>> start Data extract

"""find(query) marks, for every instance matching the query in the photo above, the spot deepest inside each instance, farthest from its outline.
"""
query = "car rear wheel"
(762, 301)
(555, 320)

>> end Data extract

What to produce: Can you copy every entry above word for word?

Task response:
"""find(query) marks, for every instance matching the query in the photo above, the spot deepest inside each instance, farthest from its outline.
"""
query = "car rear wheel"
(762, 301)
(555, 320)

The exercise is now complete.